= What is being asked =
Reproduce, word for word, the stretch of the passage on the Barrack Hospital at Scutari from "Such hospitals as" through "doctors or nurses.".

General Evatt has pointed out to me in conversation that what is still a weakness of our great London hospitals, though lessened there by the fierce light of public opinion that is ever beating upon them, was the very source of the evil at Scutari.
Such hospitals as the London, doing such magnificent work that it deserves a thousand times the support it receives, are, explained General Evatt, without any central authority. The doctors pay their daily visits and their code is a high one, but they are as varied in ability and in character as any other group of doctors, and are responsible to no one but God and their own conscience. The nursing staff have their duties and their code, but are under separate management. The committee secures the funds and manages the finance, but it is again quite distinct in its powers, and does not control either doctors or nurses.
The Barrack Hospital at Scutari was, said the General, in this respect just like a London hospital of sixty years ago, set down in the midst of the Crimea. There was, he said—to adapt a well-known quotation—“knowledge without authority, and authority without knowledge,” but no power to unite them in responsible effort. Therefore we must feel deep pity, not indignation, with regard to any one member of the staff; for each alone was helpless against the chaos, until Miss Nightingale, who stood outside the official muddle, yet with the friendship of a great War Minister behind her, and in her hand all the powers of wealth, hereditary influence, and personal charm, quietly cut some of the knots of red tape which were, as she saw clearly, strangling the very lives of our wounded soldiers. When I spoke of the miracle by which a woman who had been all her life fitting herself for this work, had suddenly received her world-wide opportunity, he replied: “Yes, I have often said it was as if a very perfect machine had through long years been fitted together and polished to the highest efficiency, and when, at last, it was ready for service, a hand was put forth to accept and use it.”

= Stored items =
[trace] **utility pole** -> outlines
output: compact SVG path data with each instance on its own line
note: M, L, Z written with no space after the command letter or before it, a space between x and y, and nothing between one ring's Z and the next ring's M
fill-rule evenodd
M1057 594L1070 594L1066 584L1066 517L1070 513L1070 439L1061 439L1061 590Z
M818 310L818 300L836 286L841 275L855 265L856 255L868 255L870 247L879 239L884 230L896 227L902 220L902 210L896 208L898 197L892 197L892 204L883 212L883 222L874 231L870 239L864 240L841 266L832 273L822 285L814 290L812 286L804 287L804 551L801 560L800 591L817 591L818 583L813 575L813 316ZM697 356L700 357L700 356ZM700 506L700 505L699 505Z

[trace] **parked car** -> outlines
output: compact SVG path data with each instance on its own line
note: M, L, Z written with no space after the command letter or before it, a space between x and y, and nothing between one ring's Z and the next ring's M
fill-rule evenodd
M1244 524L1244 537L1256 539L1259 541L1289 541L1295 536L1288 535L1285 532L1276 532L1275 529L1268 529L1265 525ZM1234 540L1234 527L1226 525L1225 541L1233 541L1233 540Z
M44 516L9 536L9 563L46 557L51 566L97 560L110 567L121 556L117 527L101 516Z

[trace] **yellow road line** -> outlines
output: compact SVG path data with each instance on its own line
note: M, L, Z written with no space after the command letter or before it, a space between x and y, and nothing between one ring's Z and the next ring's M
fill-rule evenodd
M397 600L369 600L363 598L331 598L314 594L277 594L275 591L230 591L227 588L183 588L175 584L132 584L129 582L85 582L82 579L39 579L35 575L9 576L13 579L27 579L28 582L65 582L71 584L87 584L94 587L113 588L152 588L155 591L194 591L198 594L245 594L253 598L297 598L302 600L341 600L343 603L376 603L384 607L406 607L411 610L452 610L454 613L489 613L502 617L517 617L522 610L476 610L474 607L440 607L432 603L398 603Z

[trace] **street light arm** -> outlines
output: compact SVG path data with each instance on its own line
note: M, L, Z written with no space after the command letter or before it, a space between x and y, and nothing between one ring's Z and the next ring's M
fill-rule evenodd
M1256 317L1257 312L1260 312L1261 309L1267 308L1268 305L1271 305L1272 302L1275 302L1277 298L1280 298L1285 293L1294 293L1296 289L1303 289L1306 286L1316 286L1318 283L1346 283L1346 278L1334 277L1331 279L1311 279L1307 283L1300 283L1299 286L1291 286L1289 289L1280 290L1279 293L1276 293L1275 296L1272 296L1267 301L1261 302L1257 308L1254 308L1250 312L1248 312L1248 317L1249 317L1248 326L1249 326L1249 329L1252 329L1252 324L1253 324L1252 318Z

= Your response =
Such hospitals as the London, doing such magnificent work that it deserves a thousand times the support it receives, are, explained General Evatt, without any central authority. The doctors pay their daily visits and their code is a high one, but they are as varied in ability and in character as any other group of doctors, and are responsible to no one but God and their own conscience. The nursing staff have their duties and their code, but are under separate management. The committee secures the funds and manages the finance, but it is again quite distinct in its powers, and does not control either doctors or nurses.